#### TEXT SEGMENT ####

While the state does have a legitimate interest in promoting affordable housing, it should be taking a collaborative approach with municipalities by providing technical assistance, incentives, and funding for infrastructure. Instead, it is attempting a power grab by trying to usurp local control and silence the local voices that are in the best position to develop and implement these policies. That the state proposals have one-size-fits-all prescriptive language and are difficult to modify once adopted are strong arguments to keep zoning local.

Towns need to be given time to complete the 8-30(j) affordable housing plan process. The plans are due next year. Short-circuiting this process with state preemption of local zoning, at this time, is clearly premature. Sure, this is a slower incremental approach to rolling back supply restrictions on housing than sweeping state regulation, but it is preferable.

The fair share housing proposal sounds simple enough. Every town has to provide its fair share of regional affordable housing.  But, as with every regulation, the devil is in the details, and the law of unintended consequences holds. The fair share plan assigns a startling amount, actually an impossible amount, of affordable housing units that each town has to build over 10 years. Any interested party can judicially enforce this allocation. With the proposed expansion of housing authority jurisdiction and a flood of federal public housing dollars, a perfect storm of out-of-scale poorly planned developments and lawsuits is almost certain. One can only imagine the compliance nightmare and drain on municipal budgets that will ensue.

Why aren’t we talking about reform of the existing affordable housing law, 8-30(g)? It has several serious defects, which have eroded support for affordable housing construction. The 10% affordable housing target is both arbitrary and unattainable, making towns the perpetual target for 8-30(g) developers, no matter how thoughtfully they plan. The definition of “affordable housing” is flawed and the economics of inclusionary zoning 8-30(g) have been accurately described as a “free lunch strategy”. The law does not magically create below market units. The developers do not pay for them, market rate renters do. They’re the ones who end up subsidizing the lucky few who get an “affordable” unit. The scheme is essentially a tax on market-rate housing. Additionally, the inclusionary requirement ends up favoring big projects over smaller ones – “real-estate deals” instead of “neighborhood place-making.”  We also have to consider if tying the working poor to a subsidized unit, as opposed to providing a mobile housing voucher, limits the ability to pursue better opportunities elsewhere.

As bad as redlining was, and it was bad, a terrible injustice; the failure to educate black and brown kids was worse. To this day, we still see those resisting proven education innovations and reforms while protecting a system that has failed generations. Why are they being denied the school choice affluent white kids enjoy?  Incredibly, the Stamford Charter School for Excellence (one of the highest performing schools in the state) had to drop its pre-k program so it could add a 6th grade. The state’s failure to fund the Danbury Prospect Charter School was a bitter disappointment to the Latino community. The reality is the district system, in 21st century cities, is obsolete. With a quality education you can live wherever you choose.

Along with education, the state needs to make sure people have opportunity. A strong business climate is a prerequisite to growing good, high paying jobs. Without a good job, housing will always be unaffordable. That makes addressing crushing unfunded liabilities essential. They have created a high tax burden and crowded out funding for essential services.    

Lastly, the state needs to be mindful, as Rep. Brandon McGee stated, in a recent Housing Committee public hearing, of the “individuals who are choosing to remain where they live” by reinvesting in and growing our cities. It was just last year that Gov. Lamont proposed ambitious plans to double the size of Connecticut’s cities. What happened? Architect Robert Orr noted, “It’s conceivable that more than 70% of New Haven’s land is economically unproductive parking and vacant land.” Our cities have plenty of room to grow and attract good jobs and the middle class. That should be our focus, not directing scarce resources to suburban development.

#### EXTRACTED INFORMATION ####

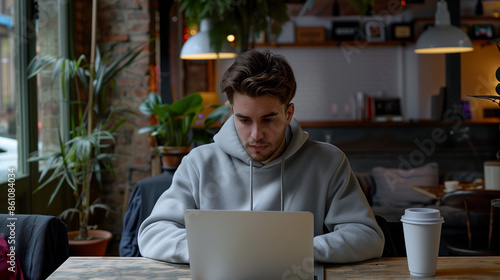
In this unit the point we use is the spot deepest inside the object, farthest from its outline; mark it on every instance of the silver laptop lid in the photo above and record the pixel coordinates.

####
#### EXTRACTED INFORMATION ####

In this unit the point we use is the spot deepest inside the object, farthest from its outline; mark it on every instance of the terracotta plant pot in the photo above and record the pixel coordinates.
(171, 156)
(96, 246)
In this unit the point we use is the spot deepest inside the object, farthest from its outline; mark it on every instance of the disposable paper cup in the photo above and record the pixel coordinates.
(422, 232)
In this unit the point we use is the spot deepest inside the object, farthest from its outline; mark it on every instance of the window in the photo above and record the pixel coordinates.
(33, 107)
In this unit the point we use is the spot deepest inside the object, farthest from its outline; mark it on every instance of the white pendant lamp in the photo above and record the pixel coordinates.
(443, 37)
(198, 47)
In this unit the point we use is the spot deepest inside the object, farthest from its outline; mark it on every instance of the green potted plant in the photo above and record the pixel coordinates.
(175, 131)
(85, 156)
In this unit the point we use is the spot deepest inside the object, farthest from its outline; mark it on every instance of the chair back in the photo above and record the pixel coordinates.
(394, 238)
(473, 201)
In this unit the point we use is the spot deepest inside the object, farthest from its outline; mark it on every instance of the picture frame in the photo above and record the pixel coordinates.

####

◆ EXERCISE BRIEF
Please copy the text on affordable housing and local zoning from "Lastly, the state" up to and including "to suburban development.".

◆ EXERCISE OUTPUT
Lastly, the state needs to be mindful, as Rep. Brandon McGee stated, in a recent Housing Committee public hearing, of the “individuals who are choosing to remain where they live” by reinvesting in and growing our cities. It was just last year that Gov. Lamont proposed ambitious plans to double the size of Connecticut’s cities. What happened? Architect Robert Orr noted, “It’s conceivable that more than 70% of New Haven’s land is economically unproductive parking and vacant land.” Our cities have plenty of room to grow and attract good jobs and the middle class. That should be our focus, not directing scarce resources to suburban development.